_Exercise directions_: Copy out every line of the data where the word "below" is found.
┌──
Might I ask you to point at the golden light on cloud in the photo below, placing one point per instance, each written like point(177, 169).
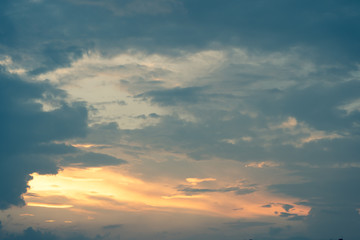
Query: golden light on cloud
point(195, 181)
point(46, 205)
point(111, 188)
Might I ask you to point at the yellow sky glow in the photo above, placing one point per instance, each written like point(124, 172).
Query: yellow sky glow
point(113, 189)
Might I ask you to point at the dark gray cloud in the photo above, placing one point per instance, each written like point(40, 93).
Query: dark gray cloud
point(28, 134)
point(36, 234)
point(174, 96)
point(333, 197)
point(328, 30)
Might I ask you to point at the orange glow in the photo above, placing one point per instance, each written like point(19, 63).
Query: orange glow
point(112, 188)
point(46, 205)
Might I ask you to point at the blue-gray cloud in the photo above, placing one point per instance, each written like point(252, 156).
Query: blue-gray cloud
point(328, 30)
point(175, 96)
point(28, 134)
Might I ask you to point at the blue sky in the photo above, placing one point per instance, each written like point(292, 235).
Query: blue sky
point(179, 119)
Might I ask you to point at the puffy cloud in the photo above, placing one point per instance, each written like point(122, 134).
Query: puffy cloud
point(29, 134)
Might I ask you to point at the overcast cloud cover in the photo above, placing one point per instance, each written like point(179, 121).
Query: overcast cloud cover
point(250, 98)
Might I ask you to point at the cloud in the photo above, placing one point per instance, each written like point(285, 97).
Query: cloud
point(113, 226)
point(175, 96)
point(28, 134)
point(91, 159)
point(236, 190)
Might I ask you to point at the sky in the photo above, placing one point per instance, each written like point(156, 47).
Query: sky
point(179, 119)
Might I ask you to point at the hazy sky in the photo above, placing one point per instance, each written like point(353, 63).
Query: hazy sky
point(179, 119)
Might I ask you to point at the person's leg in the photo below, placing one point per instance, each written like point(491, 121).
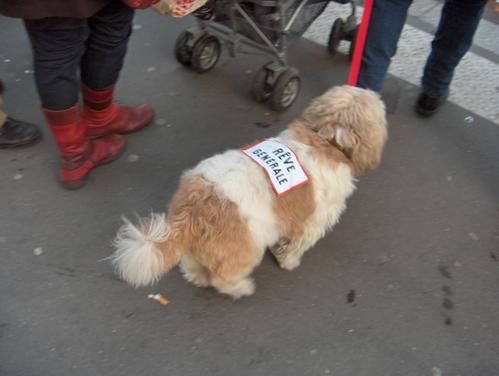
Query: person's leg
point(457, 26)
point(57, 48)
point(385, 26)
point(458, 23)
point(101, 64)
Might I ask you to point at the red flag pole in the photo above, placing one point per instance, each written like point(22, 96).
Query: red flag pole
point(359, 43)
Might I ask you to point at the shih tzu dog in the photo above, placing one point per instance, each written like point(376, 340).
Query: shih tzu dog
point(281, 194)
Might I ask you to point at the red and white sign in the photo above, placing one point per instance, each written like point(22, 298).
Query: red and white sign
point(280, 163)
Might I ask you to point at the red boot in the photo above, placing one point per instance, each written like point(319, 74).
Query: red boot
point(79, 154)
point(104, 117)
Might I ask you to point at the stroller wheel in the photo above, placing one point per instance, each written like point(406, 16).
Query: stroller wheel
point(335, 36)
point(205, 53)
point(286, 89)
point(183, 50)
point(262, 87)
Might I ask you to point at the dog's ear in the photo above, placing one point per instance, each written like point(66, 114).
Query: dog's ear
point(345, 138)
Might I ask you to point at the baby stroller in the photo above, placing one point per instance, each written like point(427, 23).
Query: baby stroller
point(264, 26)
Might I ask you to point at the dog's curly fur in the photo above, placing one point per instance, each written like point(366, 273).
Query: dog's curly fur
point(225, 214)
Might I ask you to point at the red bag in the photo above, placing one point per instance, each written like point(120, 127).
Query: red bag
point(178, 8)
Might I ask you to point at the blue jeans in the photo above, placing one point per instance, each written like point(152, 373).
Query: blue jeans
point(458, 23)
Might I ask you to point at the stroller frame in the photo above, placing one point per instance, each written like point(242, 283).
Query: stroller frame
point(199, 47)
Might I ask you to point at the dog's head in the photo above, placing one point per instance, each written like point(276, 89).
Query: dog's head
point(354, 121)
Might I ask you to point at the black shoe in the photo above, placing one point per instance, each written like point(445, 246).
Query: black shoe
point(15, 133)
point(427, 105)
point(206, 12)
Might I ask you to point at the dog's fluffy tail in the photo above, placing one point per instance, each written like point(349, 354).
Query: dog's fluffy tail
point(144, 252)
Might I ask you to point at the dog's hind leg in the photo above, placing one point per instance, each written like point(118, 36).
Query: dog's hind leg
point(231, 276)
point(288, 252)
point(194, 272)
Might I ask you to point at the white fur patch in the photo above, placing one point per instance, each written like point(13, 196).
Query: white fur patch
point(241, 181)
point(137, 258)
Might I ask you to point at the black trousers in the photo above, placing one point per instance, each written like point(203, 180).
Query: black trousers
point(69, 50)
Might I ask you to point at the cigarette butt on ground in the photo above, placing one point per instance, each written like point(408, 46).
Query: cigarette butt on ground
point(159, 298)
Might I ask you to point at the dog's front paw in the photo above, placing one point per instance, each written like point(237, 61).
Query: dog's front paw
point(280, 249)
point(289, 262)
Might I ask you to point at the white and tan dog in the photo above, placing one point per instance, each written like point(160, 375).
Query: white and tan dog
point(225, 213)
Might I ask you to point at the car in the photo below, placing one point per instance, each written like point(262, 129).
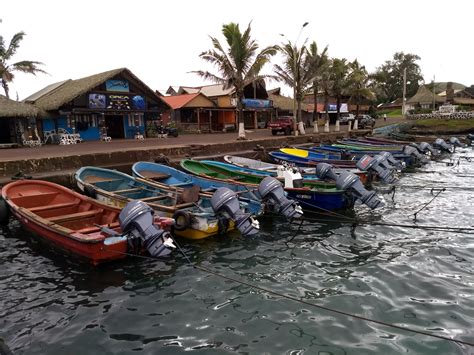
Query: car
point(346, 118)
point(366, 121)
point(282, 124)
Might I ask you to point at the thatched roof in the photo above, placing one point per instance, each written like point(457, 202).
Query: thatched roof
point(68, 90)
point(424, 96)
point(11, 108)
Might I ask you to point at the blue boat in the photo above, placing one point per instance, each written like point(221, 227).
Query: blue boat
point(192, 211)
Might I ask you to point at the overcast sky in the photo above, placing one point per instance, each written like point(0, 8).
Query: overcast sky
point(160, 41)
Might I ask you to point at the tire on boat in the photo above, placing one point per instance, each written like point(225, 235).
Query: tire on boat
point(4, 212)
point(182, 220)
point(89, 191)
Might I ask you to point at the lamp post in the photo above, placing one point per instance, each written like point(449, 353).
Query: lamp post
point(295, 74)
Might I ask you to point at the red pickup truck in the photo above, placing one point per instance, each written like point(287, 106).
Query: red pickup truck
point(282, 124)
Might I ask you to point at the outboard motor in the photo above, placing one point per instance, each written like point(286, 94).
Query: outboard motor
point(424, 147)
point(415, 153)
point(347, 180)
point(226, 201)
point(136, 220)
point(442, 145)
point(271, 191)
point(394, 162)
point(367, 163)
point(456, 142)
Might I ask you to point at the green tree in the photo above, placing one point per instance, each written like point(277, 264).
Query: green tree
point(359, 85)
point(388, 78)
point(339, 76)
point(8, 69)
point(238, 65)
point(318, 64)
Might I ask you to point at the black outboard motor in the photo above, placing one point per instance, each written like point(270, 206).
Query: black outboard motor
point(271, 191)
point(226, 201)
point(394, 162)
point(442, 145)
point(349, 181)
point(367, 163)
point(424, 147)
point(136, 220)
point(415, 153)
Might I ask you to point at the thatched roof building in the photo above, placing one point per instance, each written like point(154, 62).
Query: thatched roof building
point(11, 108)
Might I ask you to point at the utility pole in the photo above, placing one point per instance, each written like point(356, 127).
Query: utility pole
point(404, 91)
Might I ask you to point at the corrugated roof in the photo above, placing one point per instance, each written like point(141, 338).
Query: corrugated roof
point(179, 101)
point(11, 108)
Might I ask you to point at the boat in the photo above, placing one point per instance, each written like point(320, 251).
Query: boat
point(192, 210)
point(269, 194)
point(307, 173)
point(316, 196)
point(78, 224)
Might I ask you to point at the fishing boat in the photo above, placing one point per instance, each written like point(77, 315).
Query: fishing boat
point(269, 194)
point(308, 173)
point(312, 196)
point(78, 224)
point(192, 210)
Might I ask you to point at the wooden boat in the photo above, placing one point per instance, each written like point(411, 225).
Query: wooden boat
point(67, 219)
point(302, 158)
point(312, 196)
point(307, 173)
point(192, 211)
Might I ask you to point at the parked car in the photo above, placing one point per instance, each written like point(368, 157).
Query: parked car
point(366, 121)
point(282, 124)
point(346, 118)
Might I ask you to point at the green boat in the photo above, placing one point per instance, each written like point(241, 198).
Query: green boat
point(313, 195)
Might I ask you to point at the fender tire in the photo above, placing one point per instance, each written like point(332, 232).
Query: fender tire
point(182, 220)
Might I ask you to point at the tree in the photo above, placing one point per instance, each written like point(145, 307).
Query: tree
point(318, 63)
point(339, 76)
point(238, 65)
point(295, 73)
point(8, 69)
point(388, 78)
point(358, 84)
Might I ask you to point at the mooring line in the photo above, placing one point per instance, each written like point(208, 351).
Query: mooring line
point(298, 300)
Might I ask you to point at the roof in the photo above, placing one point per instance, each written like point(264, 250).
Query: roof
point(424, 95)
point(180, 101)
point(11, 108)
point(59, 95)
point(209, 90)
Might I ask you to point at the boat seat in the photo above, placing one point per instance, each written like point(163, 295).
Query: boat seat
point(134, 189)
point(73, 216)
point(52, 207)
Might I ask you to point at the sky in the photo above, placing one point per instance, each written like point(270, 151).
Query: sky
point(160, 41)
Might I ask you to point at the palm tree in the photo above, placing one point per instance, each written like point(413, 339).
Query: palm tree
point(318, 63)
point(339, 78)
point(296, 74)
point(238, 65)
point(358, 84)
point(7, 69)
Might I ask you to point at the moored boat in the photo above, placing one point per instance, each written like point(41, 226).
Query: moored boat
point(78, 224)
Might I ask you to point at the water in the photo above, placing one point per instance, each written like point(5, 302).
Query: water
point(416, 278)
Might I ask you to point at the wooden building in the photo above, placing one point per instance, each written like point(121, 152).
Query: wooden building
point(115, 101)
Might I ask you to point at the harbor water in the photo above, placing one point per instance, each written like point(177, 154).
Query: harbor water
point(421, 279)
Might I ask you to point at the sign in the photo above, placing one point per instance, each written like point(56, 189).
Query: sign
point(119, 102)
point(256, 103)
point(97, 101)
point(117, 85)
point(138, 102)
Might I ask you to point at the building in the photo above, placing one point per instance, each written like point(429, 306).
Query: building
point(18, 122)
point(115, 103)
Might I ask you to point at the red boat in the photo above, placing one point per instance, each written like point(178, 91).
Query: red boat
point(69, 220)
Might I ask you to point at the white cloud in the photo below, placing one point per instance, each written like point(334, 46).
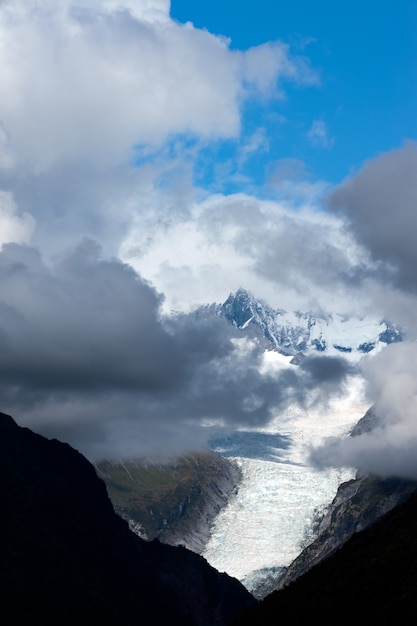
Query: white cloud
point(304, 259)
point(14, 228)
point(319, 135)
point(91, 80)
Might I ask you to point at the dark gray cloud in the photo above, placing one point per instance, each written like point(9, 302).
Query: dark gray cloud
point(87, 357)
point(380, 202)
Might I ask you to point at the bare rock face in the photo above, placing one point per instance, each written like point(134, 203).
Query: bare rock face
point(67, 558)
point(371, 579)
point(358, 504)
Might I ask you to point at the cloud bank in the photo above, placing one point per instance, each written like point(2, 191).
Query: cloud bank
point(381, 204)
point(87, 357)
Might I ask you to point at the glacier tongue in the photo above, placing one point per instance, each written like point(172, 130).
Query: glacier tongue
point(265, 523)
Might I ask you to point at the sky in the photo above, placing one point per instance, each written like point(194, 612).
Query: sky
point(155, 157)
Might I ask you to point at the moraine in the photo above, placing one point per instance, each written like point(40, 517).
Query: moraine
point(263, 527)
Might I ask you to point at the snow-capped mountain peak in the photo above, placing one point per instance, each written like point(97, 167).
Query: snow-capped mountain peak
point(297, 332)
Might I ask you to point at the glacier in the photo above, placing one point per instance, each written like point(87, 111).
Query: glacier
point(267, 522)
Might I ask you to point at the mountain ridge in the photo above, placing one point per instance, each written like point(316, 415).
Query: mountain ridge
point(67, 558)
point(297, 332)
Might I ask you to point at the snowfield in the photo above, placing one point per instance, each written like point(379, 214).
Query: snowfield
point(265, 525)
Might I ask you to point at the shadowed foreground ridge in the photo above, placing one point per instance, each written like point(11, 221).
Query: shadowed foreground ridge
point(67, 558)
point(371, 579)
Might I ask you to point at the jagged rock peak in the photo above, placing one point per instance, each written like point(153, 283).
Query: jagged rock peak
point(296, 332)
└──
_Task answer_:
Might I ask you to point at the golden light on cloud in the photo below, placing one point per instance, each written like point(177, 169).
Might I ask you to point at the person's leg in the photo below, placing one point per instance, each written like point(491, 121).
Might I ask you to point at the car in the photo below, placing one point per instance, each written like point(262, 129).
Might I ask you to point at the white cloud in the photo below, placing one point per instance, each written like point(334, 46).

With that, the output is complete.